Type the entries again, word for word.

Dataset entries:

########

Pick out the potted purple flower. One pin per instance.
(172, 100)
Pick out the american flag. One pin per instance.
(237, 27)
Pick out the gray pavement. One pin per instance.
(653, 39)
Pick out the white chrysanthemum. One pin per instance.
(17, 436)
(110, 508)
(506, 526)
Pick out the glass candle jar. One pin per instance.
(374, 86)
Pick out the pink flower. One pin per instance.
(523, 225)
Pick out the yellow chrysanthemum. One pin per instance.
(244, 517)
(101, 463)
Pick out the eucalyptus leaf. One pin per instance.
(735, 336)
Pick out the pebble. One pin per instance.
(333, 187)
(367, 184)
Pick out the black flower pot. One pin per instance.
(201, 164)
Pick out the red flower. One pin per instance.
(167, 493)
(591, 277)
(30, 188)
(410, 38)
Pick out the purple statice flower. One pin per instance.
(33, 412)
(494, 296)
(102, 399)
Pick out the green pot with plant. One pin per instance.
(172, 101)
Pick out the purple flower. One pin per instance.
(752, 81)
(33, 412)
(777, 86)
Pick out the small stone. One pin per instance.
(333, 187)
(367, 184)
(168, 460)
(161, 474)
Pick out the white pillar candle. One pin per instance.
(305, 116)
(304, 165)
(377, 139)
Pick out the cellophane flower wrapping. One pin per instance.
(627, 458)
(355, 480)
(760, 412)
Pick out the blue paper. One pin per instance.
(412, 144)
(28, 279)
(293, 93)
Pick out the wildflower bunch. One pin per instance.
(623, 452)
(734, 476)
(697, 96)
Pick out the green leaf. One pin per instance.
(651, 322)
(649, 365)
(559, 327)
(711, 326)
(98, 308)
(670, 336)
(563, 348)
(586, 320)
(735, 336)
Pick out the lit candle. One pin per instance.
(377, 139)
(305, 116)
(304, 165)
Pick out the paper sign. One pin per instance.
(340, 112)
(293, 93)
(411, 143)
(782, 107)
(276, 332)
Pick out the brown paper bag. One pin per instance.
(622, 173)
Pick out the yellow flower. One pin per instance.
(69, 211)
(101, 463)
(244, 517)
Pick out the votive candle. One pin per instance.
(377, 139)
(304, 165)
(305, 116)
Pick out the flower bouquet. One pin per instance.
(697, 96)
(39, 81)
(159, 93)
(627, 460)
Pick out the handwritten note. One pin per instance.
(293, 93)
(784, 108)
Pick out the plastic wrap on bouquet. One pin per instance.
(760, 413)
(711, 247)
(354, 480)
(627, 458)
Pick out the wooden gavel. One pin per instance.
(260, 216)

########

■ **Response to the exercise**
Pick out the potted purple flower. One pin per instance.
(172, 100)
Pick out the american flag. One pin per instance.
(237, 27)
Pick out the gray pavement. One pin per instance.
(653, 39)
Pick out the white chrysanthemum. One pin per instance.
(17, 436)
(110, 508)
(506, 526)
Pick out the glass candle jar. One pin per instance.
(374, 86)
Pick out the pink flower. One pin per instance.
(523, 225)
Pick out the yellow chrysanthemum. One pin per instance.
(244, 517)
(101, 463)
Pick out the eucalyptus leaf. One pin per instance.
(735, 336)
Pick out the pebble. One pin per instance.
(333, 187)
(367, 184)
Pick out the black flower pot. One pin per instance.
(201, 164)
Pick out the red flower. One pin per instance.
(167, 493)
(591, 277)
(30, 188)
(410, 38)
Pick out the purple statice flower. One pin per instance.
(33, 412)
(494, 296)
(102, 399)
Pick out the green pot with plant. One pin per instance.
(172, 101)
Pick out the purple flower. One pin per instance.
(752, 81)
(33, 412)
(777, 86)
Pick out the small stone. One pin per instance.
(333, 187)
(367, 184)
(168, 460)
(161, 474)
Pick out the white pillar candle. One pin per instance.
(305, 116)
(304, 165)
(377, 139)
Pick out the cellophane flower wrapping. One pin per instance.
(627, 458)
(355, 480)
(760, 412)
Pick out the blue paper. One pin per instance.
(412, 144)
(28, 279)
(293, 93)
Pick out the wildflower bunch. One pin per instance.
(623, 452)
(734, 476)
(697, 96)
Pick out the green leaf. One pin per instance.
(651, 322)
(649, 365)
(559, 327)
(711, 326)
(98, 308)
(670, 336)
(563, 348)
(586, 320)
(735, 336)
Pick out the lit candle. One pin per instance.
(377, 139)
(305, 116)
(304, 165)
Pick out the paper sign. One pin per instance.
(340, 112)
(293, 93)
(411, 143)
(782, 107)
(276, 332)
Pick out the brown paper bag. One pin per instance.
(622, 173)
Pick out the yellow flower. One pin per instance.
(69, 211)
(101, 463)
(244, 517)
Pick out the votive candle. One pin per instance.
(377, 139)
(304, 165)
(305, 116)
Pick out the flower bouquet. One pin per instance.
(697, 96)
(39, 81)
(159, 93)
(627, 460)
Pick out the handwritten note. One pin per instance.
(293, 93)
(784, 108)
Pick out the plastic wrap on bouquet. One pin per instance.
(760, 413)
(711, 247)
(354, 480)
(627, 458)
Pick out the wooden gavel. One pin per instance.
(260, 216)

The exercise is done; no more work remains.